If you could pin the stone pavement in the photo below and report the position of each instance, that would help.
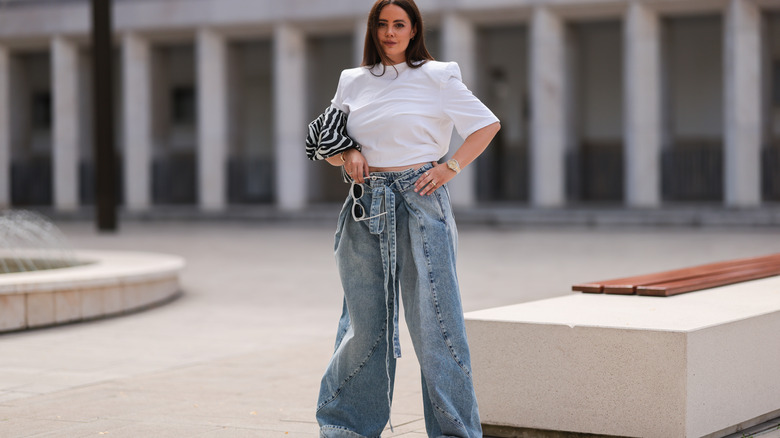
(240, 354)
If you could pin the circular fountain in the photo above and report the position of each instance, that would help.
(44, 282)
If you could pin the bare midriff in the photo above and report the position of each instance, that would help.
(400, 168)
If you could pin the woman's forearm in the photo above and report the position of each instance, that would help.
(475, 144)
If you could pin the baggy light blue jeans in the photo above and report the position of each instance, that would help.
(412, 247)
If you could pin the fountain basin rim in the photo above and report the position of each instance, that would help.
(102, 269)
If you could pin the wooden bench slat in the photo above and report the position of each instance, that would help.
(706, 282)
(701, 274)
(628, 285)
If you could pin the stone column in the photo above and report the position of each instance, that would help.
(459, 44)
(5, 128)
(742, 115)
(359, 40)
(548, 109)
(137, 89)
(290, 117)
(642, 94)
(212, 119)
(65, 150)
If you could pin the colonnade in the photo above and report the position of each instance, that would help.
(547, 31)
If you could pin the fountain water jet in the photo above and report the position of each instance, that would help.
(44, 282)
(30, 242)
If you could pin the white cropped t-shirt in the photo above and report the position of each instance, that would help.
(407, 118)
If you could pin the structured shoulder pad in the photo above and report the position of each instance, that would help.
(442, 72)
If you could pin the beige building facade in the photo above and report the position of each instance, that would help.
(635, 103)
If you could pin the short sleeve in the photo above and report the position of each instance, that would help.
(467, 112)
(338, 100)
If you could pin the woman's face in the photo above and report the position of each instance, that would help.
(394, 32)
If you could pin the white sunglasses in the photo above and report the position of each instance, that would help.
(358, 212)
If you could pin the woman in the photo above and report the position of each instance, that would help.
(396, 231)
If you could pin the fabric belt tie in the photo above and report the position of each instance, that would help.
(385, 227)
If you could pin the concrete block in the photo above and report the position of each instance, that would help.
(12, 312)
(67, 306)
(40, 309)
(694, 365)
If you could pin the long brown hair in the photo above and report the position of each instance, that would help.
(415, 53)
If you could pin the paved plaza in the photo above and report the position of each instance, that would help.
(241, 352)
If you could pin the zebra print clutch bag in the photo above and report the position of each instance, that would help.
(328, 135)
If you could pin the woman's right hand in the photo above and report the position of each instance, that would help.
(355, 165)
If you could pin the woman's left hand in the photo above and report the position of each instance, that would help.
(432, 179)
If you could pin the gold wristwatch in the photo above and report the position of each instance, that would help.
(454, 165)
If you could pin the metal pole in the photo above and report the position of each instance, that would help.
(104, 152)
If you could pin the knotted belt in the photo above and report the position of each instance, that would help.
(384, 225)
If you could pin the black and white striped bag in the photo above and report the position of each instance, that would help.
(328, 135)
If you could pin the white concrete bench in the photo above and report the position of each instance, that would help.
(702, 364)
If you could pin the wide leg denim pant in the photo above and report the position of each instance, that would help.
(410, 246)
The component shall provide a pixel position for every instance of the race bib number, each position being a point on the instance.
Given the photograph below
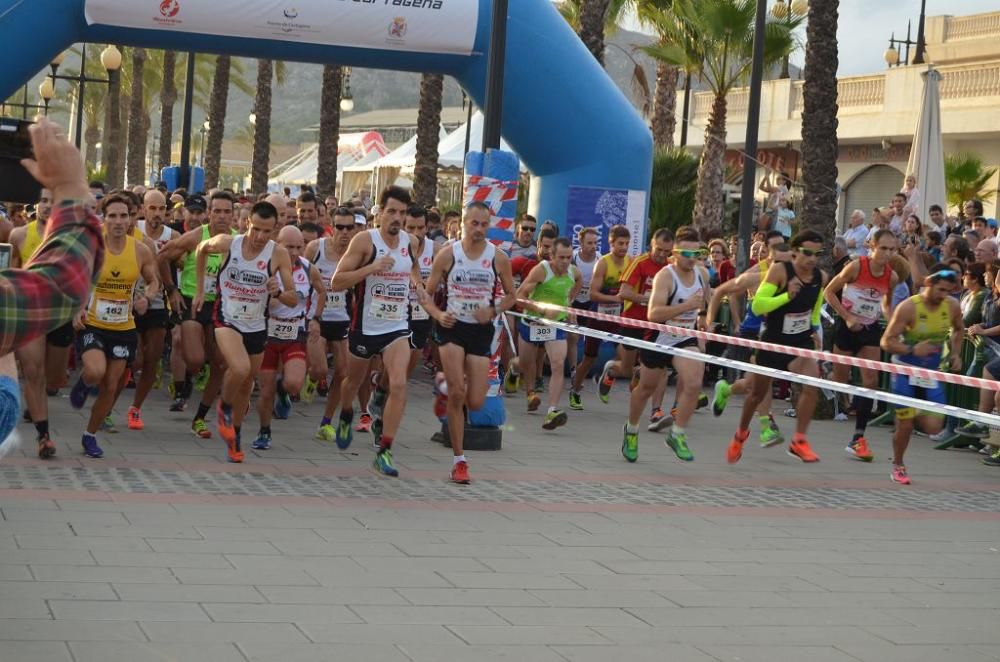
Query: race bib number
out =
(283, 329)
(243, 311)
(336, 299)
(541, 333)
(796, 323)
(609, 308)
(390, 310)
(111, 311)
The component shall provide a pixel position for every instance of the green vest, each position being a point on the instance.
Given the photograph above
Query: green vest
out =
(554, 289)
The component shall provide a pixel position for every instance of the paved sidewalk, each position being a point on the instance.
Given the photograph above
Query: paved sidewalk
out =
(559, 550)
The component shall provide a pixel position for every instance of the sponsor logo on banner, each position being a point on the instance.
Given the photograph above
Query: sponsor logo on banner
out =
(419, 26)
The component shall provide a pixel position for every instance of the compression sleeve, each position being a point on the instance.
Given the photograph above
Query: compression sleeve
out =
(765, 301)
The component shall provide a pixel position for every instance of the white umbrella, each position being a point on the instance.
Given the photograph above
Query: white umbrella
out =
(926, 153)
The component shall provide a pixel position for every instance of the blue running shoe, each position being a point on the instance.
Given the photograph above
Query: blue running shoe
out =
(90, 447)
(345, 435)
(383, 463)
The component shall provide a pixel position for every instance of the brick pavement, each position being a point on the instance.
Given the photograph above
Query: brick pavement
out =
(558, 551)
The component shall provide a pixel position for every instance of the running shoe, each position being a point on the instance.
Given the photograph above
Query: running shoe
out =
(859, 449)
(364, 423)
(973, 429)
(135, 419)
(735, 450)
(659, 420)
(605, 382)
(770, 435)
(263, 441)
(799, 447)
(224, 424)
(108, 425)
(383, 463)
(200, 429)
(677, 442)
(46, 447)
(343, 434)
(460, 473)
(722, 391)
(554, 419)
(899, 475)
(282, 405)
(630, 445)
(90, 447)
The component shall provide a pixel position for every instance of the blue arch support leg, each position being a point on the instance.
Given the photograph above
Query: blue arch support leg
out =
(562, 113)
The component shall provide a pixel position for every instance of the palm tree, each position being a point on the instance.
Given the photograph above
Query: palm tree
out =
(714, 40)
(819, 120)
(428, 135)
(168, 97)
(965, 178)
(217, 120)
(262, 128)
(137, 121)
(329, 129)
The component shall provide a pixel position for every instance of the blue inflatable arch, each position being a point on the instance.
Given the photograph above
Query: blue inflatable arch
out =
(562, 113)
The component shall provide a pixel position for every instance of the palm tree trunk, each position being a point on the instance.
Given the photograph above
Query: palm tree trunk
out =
(664, 105)
(136, 160)
(329, 129)
(428, 135)
(592, 16)
(168, 97)
(262, 132)
(708, 198)
(819, 121)
(217, 121)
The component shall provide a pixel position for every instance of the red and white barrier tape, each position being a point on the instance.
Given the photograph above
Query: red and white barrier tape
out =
(901, 400)
(894, 368)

### Exercise requirements
What's needed is an exact copy of every entry, minus the pictures.

### Response to this task
If you could pin the stone pavement in the photo below and report the position of each instance, that would help.
(240, 354)
If you could pin the circular fountain in the photo above and report the position of each instance, that would help.
(44, 282)
If you could pin the bare midriff in the photo above and report the position of each instance, that would help.
(400, 168)
If you could pin the woman's forearm in the photo above and report the position of each instance, that would help.
(475, 144)
If you could pin the baggy light blue jeans in the photo above and report the position of each instance, that would help.
(412, 247)
If you could pin the fountain basin rim in the photo above and report the position of each instance, that would help.
(102, 269)
If you could pin the wooden bench slat in the photo above and report the position of each instance, that would help.
(706, 282)
(701, 274)
(628, 285)
If you could pin the stone column in the photo above and report the position of each instance, that would help.
(459, 44)
(5, 128)
(742, 115)
(359, 40)
(548, 109)
(137, 89)
(290, 117)
(642, 94)
(212, 119)
(65, 150)
If you could pin the colonnade in the photo above and report the position of each instance, that would help.
(547, 31)
If you could pin the fountain water jet in the photo above and report the position of each instance, that would help.
(44, 282)
(30, 242)
If you could pin the white cropped t-shirt in the photo above and report the position of each instance, that would help.
(407, 118)
If you could pin the structured shoulder pad in the photo above and report the position of each instance, that would help.
(442, 72)
If you could pin the beige building facade in the photo above and report the position of each instance, that would help.
(635, 103)
If you could pin the short sleeve in the photo above and report the position of each instance, that would help.
(467, 112)
(338, 100)
If you could pin the woman's face in the photo above and report the position of each instance, that would help.
(394, 32)
If you could pin the white sunglasses in the photo above and report the position of each instance, that would help.
(358, 212)
If you could pin the woman in the photo above and report the position of each instance, that would help.
(396, 231)
If you could pin the fabric belt tie in the photo above and report the position of each instance, that would help.
(385, 227)
If you could pin the concrete block in the photo above and report the position of each instance, that would help.
(12, 312)
(67, 306)
(40, 309)
(694, 365)
If you could pin the long brown hair in the photo above and report the position of each instance, that would help.
(415, 53)
If you could pin the paved plaza in the photo above and report the position of each instance, that would help.
(241, 352)
If you could pin the zebra print clutch bag in the photo above and report the position of each instance, that would help.
(328, 135)
If you could pin the woman's right hand in the photo above and report the position of each instance, that would help.
(355, 165)
If you could pin the woman's left hand in the photo above and report the position of each instance, that would help.
(432, 179)
If you could pin the gold wristwatch in the photo above and report the position of each instance, that would help.
(454, 165)
If you could pin the metal pole in the photo above and report the position of each instance, that would help.
(104, 152)
If you could pin the knotted belt in the photo above and report the position of each instance, that would help.
(384, 225)
If you could pin the black and white striped bag in the photo above and report the position of each instance, that would help.
(328, 135)
If you could pin the white concrete bench in the photo above and report the position of each instance, that would help.
(702, 364)
If you could pin the wide leg denim pant in the photo above and report the position of each instance, that would help.
(410, 246)
The component shall provide a pixel position for every instance of the race bib number, each position being a point on the instance.
Given the photograph below
Query: race bib number
out =
(283, 329)
(243, 311)
(336, 299)
(541, 333)
(796, 323)
(609, 308)
(390, 310)
(111, 311)
The component shall provide a pixel position for every instance of the green vest, each position being a point on the instance.
Given the photograph above
Query: green vest
out =
(554, 289)
The component shall provide a pixel position for every instance of the paved sidewalk, each position being a point on the instance.
Given the photograph above
Query: paved sidewalk
out =
(559, 550)
The component shall provide a pixel position for every instance of the sponsor logo on banner, each position being a point on the instance.
Given the photograph above
Query: sponsor logo on banner
out =
(419, 26)
The component shall provide a pixel position for every instance of the compression sleeve, each position being a point on the instance.
Given the photograph above
Query: compression sleeve
out =
(765, 301)
The component shall provide a pixel position for every instance of the white umbrella, each position being a point on the instance.
Given the photograph above
Query: white umbrella
out =
(926, 153)
The component shall provide a pixel position for every instance of the blue running shoe, each position being a point on the instance.
Given the photograph above
Query: blue running shoe
out =
(90, 447)
(345, 435)
(383, 463)
The component shall provide a pixel position for every instance of the brick pavement, each position being a point on the instance.
Given the photograph above
Query: brick pavement
out =
(558, 551)
The component shall provide a pixel position for every instance of the running shoe, each position being a point on the instance.
Given the photograph above
Query: running shoe
out =
(859, 449)
(364, 423)
(973, 429)
(135, 419)
(735, 450)
(659, 420)
(605, 382)
(770, 435)
(263, 441)
(799, 447)
(224, 424)
(108, 425)
(383, 463)
(200, 429)
(677, 442)
(46, 447)
(343, 434)
(460, 473)
(722, 391)
(554, 419)
(899, 475)
(282, 405)
(630, 445)
(90, 447)
The component shall provide a pixel position for every instance of the blue arch support leg, each position being a point on the instance.
Given the photograph above
Query: blue arch support leg
out =
(562, 113)
The component shall provide a pixel position for every instance of the palm tree, each position being a point on the instance.
Given the photograph above
Query: palm tree
out =
(714, 40)
(819, 120)
(428, 135)
(168, 97)
(965, 178)
(217, 120)
(262, 128)
(137, 121)
(329, 129)
The component shall provide a pixel position for every instance of the blue inflatable arch, each position being a point on the instance.
Given the photograph above
Query: blue inflatable arch
out =
(562, 113)
The component shall provide a pixel position for every instance of the palm tree trunk, each position being a point on the instance.
Given the photograph above
Query: palm tree trunk
out =
(664, 105)
(136, 160)
(329, 129)
(428, 135)
(592, 16)
(168, 97)
(262, 132)
(708, 198)
(819, 121)
(217, 121)
The component shall provide a pixel position for every instance of the red and white barrier tape, each position being a point on the instance.
Given the photograph above
Query: red and white barrier tape
out =
(901, 400)
(894, 368)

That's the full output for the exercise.